* [Work to do]: Rewrite every line of the listing below as a numbered list, skipping any blank lines.

##########

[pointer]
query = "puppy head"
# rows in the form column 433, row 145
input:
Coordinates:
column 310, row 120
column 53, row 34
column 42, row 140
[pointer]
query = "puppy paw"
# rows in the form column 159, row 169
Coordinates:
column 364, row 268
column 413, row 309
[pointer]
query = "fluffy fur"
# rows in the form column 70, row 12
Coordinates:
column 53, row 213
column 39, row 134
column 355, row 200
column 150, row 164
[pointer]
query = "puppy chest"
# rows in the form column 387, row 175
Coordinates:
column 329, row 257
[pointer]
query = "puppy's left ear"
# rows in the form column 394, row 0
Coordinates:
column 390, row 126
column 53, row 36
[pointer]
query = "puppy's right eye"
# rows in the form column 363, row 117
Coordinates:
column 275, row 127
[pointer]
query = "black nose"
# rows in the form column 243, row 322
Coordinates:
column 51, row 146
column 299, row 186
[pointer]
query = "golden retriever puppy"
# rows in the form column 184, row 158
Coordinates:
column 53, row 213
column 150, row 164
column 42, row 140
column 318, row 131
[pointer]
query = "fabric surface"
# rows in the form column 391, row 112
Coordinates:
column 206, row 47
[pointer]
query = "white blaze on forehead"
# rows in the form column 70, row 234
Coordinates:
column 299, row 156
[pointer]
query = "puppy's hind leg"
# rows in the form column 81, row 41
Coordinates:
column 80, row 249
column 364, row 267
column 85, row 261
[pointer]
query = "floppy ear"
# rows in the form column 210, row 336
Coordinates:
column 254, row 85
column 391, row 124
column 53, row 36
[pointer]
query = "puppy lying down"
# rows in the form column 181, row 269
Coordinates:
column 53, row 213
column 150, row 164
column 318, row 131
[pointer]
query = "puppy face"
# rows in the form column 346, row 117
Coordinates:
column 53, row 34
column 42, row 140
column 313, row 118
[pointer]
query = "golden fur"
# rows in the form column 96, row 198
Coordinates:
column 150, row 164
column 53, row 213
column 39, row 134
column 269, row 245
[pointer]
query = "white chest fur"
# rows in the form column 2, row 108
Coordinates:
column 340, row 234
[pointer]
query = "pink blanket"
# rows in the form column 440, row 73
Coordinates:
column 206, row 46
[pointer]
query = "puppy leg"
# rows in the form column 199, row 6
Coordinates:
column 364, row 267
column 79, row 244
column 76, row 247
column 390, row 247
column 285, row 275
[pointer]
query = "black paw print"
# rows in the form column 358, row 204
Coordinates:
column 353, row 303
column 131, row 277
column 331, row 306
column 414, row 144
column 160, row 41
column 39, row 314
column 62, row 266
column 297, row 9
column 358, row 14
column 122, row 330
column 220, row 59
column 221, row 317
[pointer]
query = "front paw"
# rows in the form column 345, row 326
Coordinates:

##########

* [Solution to this problem]:
1. [pointer]
2. query = "puppy head"
3. # rows in the form column 433, row 145
4. input:
5. Coordinates:
6. column 310, row 120
7. column 53, row 34
8. column 42, row 140
9. [pointer]
10. query = "puppy paw"
11. # rows in the form column 159, row 169
12. Coordinates:
13. column 364, row 268
14. column 413, row 309
15. [pointer]
16. query = "fluffy fur"
17. # rows in the form column 70, row 12
18. Coordinates:
19. column 53, row 213
20. column 39, row 134
21. column 355, row 200
22. column 150, row 164
23. [pointer]
24. query = "puppy chest"
25. # rows in the form column 387, row 175
26. Coordinates:
27. column 329, row 257
28. [pointer]
29. query = "puppy's left ear"
30. # rows in the form column 394, row 0
31. Coordinates:
32. column 390, row 126
33. column 53, row 36
34. [pointer]
35. query = "puppy's right eye"
36. # rows in the form column 363, row 117
37. Coordinates:
38. column 275, row 127
39. [pointer]
40. query = "black nose"
41. # rows in the form column 243, row 322
42. Coordinates:
43. column 51, row 146
44. column 299, row 186
45. [pointer]
46. query = "golden retriever puppy"
47. # rows in the form column 184, row 158
48. Coordinates:
49. column 53, row 213
50. column 150, row 164
51. column 42, row 140
52. column 318, row 131
53. [pointer]
54. query = "fabric surface"
55. # rows in the form column 391, row 112
56. Coordinates:
57. column 206, row 47
58. [pointer]
59. query = "white blaze on forehead"
60. # rows in the form column 70, row 234
61. Coordinates:
62. column 299, row 156
63. [pointer]
64. query = "puppy's hind leg"
65. # rows in the form column 81, row 41
66. Coordinates:
67. column 80, row 249
68. column 364, row 267
69. column 85, row 261
70. [pointer]
71. query = "floppy ear"
72. # rows in the form column 210, row 336
73. Coordinates:
74. column 254, row 85
75. column 391, row 124
76. column 53, row 36
77. [pointer]
78. query = "puppy lying down"
79. # rows in the form column 181, row 269
80. Coordinates:
81. column 53, row 213
82. column 150, row 164
83. column 318, row 131
84. [pointer]
85. query = "puppy face"
86. # rows in the form column 346, row 117
87. Coordinates:
88. column 53, row 34
89. column 42, row 140
90. column 313, row 118
91. [pointer]
92. query = "golden fur"
93. # rows in the form column 96, row 198
94. Coordinates:
95. column 150, row 164
96. column 53, row 213
97. column 39, row 134
98. column 269, row 245
99. [pointer]
100. query = "white chest fur"
101. # rows in the form column 2, row 108
102. Coordinates:
103. column 340, row 234
104. [pointer]
105. query = "pink blanket"
106. # rows in the form column 440, row 73
107. Coordinates:
108. column 206, row 46
109. [pointer]
110. query = "puppy leg"
111. # rows in the form column 199, row 6
112. Coordinates:
113. column 364, row 267
114. column 79, row 244
115. column 76, row 247
116. column 390, row 247
117. column 285, row 275
118. [pointer]
119. query = "black paw print"
120. # rows in the form column 358, row 204
121. Coordinates:
122. column 353, row 303
123. column 131, row 277
124. column 331, row 306
125. column 414, row 144
126. column 160, row 41
127. column 39, row 314
128. column 62, row 266
129. column 297, row 9
130. column 358, row 14
131. column 122, row 330
132. column 220, row 59
133. column 221, row 317
134. [pointer]
135. query = "front paw"
136. # rows in the form column 345, row 326
137. Coordinates:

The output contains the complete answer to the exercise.